(Object detection data)
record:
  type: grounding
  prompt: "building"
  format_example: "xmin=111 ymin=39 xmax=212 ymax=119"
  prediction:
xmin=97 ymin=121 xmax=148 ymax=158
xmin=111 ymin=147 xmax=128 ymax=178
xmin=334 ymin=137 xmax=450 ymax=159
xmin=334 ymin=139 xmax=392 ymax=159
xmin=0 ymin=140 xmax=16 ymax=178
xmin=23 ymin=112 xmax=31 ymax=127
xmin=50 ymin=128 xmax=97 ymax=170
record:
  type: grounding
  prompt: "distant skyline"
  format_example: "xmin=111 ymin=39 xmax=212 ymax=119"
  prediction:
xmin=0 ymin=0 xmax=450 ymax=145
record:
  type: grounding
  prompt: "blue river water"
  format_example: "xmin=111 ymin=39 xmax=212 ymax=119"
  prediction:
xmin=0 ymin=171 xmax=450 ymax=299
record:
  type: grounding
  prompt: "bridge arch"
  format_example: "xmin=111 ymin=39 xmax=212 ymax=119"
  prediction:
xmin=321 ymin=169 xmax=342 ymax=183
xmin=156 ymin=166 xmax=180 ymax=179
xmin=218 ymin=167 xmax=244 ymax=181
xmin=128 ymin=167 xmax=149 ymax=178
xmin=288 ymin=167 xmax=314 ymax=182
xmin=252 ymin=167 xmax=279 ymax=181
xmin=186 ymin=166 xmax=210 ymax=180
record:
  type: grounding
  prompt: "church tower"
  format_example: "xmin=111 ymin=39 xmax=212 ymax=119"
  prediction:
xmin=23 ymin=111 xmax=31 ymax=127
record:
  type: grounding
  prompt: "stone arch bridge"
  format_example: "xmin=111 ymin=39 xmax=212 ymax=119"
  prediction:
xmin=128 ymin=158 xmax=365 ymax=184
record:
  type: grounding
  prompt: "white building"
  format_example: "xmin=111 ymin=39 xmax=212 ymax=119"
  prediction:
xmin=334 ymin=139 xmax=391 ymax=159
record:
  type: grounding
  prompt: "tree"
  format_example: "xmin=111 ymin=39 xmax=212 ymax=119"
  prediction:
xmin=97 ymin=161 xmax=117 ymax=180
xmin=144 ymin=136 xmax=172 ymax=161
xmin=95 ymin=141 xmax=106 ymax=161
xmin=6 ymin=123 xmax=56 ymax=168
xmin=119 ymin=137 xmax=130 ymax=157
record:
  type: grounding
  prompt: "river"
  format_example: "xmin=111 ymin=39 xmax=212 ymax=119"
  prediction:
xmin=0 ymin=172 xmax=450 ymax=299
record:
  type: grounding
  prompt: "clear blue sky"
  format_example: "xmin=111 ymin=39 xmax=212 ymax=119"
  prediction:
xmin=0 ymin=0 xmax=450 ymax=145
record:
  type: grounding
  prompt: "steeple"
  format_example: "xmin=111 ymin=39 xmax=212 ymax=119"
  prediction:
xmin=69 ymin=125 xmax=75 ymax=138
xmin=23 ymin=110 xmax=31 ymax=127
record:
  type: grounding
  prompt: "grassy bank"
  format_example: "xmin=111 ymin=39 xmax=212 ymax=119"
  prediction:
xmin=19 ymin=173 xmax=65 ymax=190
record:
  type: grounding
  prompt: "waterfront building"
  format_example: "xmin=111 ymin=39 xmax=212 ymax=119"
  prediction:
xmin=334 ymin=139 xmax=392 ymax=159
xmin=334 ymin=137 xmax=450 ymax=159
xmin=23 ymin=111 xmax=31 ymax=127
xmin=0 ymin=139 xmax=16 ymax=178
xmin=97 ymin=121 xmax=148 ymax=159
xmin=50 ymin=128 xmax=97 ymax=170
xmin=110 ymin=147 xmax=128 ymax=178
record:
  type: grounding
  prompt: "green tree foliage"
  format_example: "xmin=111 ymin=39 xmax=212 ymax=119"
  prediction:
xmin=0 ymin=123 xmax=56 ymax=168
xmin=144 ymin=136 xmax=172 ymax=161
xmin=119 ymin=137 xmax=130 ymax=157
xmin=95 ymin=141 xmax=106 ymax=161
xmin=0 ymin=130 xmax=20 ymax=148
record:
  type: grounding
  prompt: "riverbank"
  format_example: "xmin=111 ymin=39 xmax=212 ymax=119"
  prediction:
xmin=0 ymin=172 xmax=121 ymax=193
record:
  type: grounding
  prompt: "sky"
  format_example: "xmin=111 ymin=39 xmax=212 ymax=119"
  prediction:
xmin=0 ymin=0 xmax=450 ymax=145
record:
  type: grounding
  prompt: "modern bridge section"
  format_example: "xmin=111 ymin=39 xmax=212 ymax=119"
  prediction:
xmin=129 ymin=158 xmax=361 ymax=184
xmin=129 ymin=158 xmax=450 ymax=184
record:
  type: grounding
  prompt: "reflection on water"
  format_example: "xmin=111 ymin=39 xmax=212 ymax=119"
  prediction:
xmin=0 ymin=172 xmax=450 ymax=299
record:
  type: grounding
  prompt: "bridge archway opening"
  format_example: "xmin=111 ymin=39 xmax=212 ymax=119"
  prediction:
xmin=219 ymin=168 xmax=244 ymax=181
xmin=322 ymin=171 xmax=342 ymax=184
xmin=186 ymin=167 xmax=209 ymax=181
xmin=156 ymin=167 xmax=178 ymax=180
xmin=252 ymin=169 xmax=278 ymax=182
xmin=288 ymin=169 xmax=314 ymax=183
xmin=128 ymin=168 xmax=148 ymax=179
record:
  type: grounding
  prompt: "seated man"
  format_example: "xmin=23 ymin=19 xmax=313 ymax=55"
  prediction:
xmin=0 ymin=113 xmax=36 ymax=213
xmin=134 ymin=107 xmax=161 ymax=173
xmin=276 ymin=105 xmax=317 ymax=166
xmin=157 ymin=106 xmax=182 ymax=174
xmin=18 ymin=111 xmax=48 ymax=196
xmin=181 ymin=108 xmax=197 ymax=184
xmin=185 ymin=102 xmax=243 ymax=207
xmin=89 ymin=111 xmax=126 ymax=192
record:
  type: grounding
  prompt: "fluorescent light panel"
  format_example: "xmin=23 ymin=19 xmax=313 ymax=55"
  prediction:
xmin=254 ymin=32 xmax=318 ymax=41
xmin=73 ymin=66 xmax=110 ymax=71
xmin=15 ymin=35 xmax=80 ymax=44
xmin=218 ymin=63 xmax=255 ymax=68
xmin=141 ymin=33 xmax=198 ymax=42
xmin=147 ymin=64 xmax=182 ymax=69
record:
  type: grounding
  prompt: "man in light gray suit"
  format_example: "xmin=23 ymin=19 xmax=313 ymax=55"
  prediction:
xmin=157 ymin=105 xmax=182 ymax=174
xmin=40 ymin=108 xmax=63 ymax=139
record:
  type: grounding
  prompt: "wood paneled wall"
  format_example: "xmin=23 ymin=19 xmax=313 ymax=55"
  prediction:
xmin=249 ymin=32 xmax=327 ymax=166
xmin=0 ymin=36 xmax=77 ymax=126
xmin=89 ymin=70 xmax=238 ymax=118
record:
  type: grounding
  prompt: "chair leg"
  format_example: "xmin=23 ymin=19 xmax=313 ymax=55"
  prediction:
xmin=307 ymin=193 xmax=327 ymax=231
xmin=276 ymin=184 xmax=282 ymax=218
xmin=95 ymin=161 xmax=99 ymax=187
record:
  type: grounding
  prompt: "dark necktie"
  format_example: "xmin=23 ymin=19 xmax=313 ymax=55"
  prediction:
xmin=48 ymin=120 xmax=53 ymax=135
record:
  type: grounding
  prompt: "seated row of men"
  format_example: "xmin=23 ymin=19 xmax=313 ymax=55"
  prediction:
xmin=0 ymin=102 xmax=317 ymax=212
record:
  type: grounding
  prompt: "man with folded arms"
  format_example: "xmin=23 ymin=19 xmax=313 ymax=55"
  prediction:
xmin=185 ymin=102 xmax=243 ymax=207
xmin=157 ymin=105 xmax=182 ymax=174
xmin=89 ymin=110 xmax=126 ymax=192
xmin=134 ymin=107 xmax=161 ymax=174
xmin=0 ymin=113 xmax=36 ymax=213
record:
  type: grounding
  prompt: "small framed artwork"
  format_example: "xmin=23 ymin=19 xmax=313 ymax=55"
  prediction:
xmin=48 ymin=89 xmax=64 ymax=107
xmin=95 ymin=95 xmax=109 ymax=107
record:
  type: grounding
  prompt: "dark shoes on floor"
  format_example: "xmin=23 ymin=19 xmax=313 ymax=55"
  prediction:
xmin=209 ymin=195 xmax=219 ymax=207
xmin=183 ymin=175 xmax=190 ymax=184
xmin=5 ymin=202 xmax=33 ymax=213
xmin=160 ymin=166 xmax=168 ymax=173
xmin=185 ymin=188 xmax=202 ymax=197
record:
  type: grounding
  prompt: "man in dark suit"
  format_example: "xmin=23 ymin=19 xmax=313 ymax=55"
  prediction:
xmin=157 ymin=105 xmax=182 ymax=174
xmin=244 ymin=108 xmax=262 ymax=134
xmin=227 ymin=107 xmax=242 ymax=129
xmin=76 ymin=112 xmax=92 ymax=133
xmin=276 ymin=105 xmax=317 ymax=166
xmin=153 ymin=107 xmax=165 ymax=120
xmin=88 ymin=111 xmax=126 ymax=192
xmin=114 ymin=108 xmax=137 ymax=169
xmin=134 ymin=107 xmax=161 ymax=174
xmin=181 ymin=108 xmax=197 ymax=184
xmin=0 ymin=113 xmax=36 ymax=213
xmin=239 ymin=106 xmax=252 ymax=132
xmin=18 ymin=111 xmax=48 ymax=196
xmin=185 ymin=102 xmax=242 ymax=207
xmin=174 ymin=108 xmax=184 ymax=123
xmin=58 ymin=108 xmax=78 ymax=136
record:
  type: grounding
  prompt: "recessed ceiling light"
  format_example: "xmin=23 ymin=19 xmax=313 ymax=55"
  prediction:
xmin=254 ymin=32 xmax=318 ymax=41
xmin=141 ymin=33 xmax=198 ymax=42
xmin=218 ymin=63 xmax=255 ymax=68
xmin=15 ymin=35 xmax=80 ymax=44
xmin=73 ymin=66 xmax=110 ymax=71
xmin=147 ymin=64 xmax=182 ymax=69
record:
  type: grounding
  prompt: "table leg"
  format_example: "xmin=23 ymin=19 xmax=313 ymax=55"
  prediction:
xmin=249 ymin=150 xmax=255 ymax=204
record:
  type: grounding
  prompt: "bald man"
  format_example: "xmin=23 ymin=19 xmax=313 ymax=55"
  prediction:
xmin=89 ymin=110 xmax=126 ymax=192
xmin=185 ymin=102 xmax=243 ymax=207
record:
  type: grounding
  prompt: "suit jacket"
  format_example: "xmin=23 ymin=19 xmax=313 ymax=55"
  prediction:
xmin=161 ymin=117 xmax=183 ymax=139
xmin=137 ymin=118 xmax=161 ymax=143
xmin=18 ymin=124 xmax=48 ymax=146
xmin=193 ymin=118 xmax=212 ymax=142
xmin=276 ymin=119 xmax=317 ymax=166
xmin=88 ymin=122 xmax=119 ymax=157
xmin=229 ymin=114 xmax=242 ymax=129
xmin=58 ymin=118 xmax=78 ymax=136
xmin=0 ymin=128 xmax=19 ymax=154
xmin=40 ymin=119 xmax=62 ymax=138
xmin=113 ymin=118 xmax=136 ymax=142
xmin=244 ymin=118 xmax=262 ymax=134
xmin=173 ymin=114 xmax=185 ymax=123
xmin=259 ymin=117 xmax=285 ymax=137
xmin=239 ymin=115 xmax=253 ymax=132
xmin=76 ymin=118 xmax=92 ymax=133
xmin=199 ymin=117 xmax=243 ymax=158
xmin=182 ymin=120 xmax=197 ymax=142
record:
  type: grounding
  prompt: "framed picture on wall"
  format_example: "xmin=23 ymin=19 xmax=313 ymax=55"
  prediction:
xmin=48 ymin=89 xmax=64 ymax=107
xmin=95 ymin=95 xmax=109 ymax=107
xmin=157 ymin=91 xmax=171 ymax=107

_Aim of the task_
Report how many lines of the material above contain the string "framed". Give only the number, and treat uppercase and lowercase as distinct.

_Finished task_
2